▸ **Job**: Turn everything from the line containing "In this exercise you will identify every instance of the fish" down to the end of the material below into a numbered list, leaving out any blank lines.

┌────────

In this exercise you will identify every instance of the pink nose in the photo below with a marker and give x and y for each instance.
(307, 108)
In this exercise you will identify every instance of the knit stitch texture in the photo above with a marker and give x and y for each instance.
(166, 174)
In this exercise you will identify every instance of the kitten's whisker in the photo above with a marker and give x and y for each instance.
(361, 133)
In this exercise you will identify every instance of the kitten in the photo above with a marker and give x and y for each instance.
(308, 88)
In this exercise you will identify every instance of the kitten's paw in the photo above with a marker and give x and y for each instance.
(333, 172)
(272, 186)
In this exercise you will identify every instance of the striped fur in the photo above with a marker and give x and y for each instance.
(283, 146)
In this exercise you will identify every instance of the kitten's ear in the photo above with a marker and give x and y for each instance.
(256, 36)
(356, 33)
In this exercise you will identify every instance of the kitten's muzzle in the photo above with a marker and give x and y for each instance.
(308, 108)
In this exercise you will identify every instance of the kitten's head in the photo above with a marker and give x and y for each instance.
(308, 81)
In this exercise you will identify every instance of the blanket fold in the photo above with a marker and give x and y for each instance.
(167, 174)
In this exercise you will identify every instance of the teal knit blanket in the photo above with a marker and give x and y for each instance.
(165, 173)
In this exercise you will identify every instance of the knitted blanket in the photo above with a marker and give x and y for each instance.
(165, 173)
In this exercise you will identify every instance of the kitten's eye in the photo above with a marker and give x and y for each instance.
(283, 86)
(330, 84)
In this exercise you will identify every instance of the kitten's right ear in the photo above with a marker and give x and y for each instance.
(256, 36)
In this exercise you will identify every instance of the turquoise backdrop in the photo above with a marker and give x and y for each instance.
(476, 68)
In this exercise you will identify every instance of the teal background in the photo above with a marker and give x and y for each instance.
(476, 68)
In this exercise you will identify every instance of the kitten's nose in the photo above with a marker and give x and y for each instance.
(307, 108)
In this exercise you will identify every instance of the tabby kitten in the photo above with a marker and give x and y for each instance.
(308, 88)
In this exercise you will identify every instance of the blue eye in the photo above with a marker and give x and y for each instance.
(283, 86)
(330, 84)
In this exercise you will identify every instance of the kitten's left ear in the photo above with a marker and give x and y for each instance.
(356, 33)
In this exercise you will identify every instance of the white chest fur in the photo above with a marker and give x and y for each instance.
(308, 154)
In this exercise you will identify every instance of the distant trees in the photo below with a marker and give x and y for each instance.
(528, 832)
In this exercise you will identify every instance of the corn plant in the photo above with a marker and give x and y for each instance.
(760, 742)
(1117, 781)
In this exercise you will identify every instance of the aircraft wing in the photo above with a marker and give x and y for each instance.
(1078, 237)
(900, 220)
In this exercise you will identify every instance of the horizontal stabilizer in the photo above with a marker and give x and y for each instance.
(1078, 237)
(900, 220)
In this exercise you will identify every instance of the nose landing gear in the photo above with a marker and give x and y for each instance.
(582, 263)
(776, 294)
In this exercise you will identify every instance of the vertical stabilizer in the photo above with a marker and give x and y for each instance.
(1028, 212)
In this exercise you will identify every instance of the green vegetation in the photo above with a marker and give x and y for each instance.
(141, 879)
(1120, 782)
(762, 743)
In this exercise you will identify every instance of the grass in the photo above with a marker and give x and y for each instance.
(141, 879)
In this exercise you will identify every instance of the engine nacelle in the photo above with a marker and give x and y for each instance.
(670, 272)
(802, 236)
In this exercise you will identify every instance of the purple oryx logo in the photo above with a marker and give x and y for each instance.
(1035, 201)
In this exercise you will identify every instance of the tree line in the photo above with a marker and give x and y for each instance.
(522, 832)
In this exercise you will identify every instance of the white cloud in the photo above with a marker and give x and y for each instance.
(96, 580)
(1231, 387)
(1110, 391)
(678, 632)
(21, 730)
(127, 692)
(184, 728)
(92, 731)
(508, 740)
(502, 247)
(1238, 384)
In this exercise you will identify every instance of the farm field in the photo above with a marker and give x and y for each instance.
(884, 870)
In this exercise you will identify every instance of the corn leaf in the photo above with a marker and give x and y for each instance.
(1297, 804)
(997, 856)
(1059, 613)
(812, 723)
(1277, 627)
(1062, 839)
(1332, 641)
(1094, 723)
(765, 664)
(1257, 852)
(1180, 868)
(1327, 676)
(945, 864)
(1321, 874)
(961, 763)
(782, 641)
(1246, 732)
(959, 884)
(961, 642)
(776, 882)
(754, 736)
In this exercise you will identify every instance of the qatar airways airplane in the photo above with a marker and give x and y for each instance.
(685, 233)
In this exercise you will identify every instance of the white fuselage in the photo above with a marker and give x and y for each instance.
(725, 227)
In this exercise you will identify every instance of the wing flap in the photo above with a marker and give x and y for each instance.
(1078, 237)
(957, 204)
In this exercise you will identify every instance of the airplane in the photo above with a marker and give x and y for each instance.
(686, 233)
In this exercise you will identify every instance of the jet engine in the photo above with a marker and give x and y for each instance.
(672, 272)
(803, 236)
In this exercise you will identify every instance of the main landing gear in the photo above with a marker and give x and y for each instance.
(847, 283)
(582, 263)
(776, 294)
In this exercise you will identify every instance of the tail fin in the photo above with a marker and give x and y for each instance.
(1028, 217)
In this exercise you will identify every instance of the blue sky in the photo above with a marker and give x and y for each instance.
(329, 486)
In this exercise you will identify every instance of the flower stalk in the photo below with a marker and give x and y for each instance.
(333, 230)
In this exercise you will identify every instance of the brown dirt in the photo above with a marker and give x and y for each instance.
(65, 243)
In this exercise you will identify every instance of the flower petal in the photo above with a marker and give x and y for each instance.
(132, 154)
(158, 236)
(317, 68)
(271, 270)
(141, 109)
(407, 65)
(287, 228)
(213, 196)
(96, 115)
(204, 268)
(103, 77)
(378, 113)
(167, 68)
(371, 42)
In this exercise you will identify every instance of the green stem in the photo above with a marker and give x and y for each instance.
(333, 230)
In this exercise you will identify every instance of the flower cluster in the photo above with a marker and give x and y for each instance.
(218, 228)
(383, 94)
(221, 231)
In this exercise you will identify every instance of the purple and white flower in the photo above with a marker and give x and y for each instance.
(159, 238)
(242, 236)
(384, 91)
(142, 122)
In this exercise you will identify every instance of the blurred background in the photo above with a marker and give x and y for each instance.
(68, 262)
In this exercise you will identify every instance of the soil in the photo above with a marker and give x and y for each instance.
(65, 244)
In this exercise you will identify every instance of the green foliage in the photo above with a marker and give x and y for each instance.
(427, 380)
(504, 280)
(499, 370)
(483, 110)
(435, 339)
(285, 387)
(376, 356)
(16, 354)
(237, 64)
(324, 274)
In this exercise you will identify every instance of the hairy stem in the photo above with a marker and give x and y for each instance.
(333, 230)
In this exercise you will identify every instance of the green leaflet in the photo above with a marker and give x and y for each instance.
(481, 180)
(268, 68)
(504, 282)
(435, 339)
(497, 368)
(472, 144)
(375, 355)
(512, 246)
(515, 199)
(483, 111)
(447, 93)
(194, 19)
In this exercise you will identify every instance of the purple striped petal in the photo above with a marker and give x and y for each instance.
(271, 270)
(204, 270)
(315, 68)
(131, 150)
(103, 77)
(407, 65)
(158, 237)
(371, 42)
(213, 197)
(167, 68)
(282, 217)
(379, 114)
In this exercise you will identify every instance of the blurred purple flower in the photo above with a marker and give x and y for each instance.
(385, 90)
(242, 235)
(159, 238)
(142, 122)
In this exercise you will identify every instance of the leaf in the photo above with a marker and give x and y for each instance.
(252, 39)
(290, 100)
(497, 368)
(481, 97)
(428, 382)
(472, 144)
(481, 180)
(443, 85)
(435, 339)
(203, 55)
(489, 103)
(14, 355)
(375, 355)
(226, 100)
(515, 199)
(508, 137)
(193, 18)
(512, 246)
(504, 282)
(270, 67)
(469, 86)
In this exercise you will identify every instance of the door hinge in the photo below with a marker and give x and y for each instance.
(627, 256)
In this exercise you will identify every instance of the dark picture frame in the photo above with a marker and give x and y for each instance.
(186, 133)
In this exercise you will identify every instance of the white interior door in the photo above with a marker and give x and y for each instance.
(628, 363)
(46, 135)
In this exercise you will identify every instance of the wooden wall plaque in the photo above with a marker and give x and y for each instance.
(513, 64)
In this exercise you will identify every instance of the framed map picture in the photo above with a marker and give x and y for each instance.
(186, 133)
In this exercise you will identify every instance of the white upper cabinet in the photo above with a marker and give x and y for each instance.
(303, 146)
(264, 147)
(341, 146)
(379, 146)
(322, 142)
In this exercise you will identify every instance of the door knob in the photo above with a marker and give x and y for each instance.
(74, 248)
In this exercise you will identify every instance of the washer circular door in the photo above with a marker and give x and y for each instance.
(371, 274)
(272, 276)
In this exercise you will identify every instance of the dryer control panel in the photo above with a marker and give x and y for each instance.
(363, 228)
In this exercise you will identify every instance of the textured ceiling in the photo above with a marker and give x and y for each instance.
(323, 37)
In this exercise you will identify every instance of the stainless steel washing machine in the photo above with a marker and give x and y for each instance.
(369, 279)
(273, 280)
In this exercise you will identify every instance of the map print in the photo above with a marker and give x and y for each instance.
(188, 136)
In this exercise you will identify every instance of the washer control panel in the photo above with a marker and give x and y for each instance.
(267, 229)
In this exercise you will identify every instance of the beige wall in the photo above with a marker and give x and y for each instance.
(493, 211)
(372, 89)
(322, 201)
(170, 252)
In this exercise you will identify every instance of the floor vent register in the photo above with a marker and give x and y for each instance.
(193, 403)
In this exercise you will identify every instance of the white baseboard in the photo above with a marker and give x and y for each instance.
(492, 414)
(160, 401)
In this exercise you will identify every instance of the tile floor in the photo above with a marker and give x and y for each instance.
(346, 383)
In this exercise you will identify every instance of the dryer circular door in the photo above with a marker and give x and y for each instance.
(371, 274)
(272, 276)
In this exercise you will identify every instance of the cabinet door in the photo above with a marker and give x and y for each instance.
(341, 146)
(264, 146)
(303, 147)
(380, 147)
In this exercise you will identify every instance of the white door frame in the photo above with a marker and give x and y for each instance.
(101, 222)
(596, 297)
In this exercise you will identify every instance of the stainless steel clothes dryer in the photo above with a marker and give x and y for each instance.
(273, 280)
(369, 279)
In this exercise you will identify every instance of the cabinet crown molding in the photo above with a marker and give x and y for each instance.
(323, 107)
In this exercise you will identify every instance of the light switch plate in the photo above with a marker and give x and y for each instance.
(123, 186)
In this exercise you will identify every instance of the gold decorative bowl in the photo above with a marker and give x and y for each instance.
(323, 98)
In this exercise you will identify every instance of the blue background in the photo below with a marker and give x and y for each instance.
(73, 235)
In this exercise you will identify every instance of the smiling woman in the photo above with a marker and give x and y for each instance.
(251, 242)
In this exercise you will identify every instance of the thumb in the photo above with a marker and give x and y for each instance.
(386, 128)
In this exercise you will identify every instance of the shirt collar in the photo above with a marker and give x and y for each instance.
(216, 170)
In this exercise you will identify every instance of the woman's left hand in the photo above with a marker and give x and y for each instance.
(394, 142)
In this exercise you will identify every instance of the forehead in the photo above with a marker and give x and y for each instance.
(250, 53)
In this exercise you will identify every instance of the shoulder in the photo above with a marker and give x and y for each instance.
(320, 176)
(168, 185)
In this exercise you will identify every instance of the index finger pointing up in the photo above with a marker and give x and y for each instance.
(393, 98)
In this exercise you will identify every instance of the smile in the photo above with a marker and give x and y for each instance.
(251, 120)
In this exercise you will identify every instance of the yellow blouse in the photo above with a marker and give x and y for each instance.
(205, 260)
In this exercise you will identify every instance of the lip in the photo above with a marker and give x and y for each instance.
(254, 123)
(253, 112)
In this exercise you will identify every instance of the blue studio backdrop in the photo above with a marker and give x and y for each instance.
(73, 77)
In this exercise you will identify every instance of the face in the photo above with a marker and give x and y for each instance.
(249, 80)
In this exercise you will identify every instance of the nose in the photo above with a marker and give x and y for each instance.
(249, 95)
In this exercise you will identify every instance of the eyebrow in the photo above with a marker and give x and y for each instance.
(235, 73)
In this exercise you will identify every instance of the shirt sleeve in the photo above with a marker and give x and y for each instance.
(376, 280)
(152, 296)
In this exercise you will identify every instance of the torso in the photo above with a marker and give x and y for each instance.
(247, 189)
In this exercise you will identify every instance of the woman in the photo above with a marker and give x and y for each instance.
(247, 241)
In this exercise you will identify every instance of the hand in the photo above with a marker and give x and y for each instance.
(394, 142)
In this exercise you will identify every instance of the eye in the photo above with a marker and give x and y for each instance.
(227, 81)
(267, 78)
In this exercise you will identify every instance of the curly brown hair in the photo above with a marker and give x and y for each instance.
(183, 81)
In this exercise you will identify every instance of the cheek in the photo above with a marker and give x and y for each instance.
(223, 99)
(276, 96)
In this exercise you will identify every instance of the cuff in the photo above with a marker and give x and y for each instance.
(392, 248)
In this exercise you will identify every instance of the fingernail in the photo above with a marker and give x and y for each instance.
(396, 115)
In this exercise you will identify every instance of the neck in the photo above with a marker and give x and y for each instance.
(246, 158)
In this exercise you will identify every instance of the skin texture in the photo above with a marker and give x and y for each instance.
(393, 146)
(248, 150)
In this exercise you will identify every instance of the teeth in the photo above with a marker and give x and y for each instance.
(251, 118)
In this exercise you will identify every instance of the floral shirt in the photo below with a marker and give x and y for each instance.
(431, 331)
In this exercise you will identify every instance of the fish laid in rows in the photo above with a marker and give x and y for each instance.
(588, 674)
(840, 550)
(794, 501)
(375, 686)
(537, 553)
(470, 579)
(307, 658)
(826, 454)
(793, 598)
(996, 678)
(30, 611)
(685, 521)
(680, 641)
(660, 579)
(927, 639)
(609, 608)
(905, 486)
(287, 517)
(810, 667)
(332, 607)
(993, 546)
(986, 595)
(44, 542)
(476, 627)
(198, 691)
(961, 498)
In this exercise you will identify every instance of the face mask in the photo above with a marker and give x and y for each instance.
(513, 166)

└────────

▸ **Output of the exercise**:
1. In this exercise you will identify every instance of the fish laid in rows in the photo above with a marker and give x and y for each instance.
2. (588, 674)
3. (840, 550)
4. (794, 501)
5. (375, 686)
6. (537, 553)
7. (470, 579)
8. (307, 658)
9. (826, 454)
10. (793, 598)
11. (996, 678)
12. (30, 611)
13. (685, 521)
14. (680, 641)
15. (660, 579)
16. (927, 639)
17. (609, 608)
18. (905, 486)
19. (287, 517)
20. (810, 667)
21. (332, 607)
22. (993, 546)
23. (986, 595)
24. (44, 542)
25. (476, 627)
26. (198, 691)
27. (961, 498)
28. In this exercise you will identify every instance of the face mask in the photo above with a marker and give x and y for each instance.
29. (513, 166)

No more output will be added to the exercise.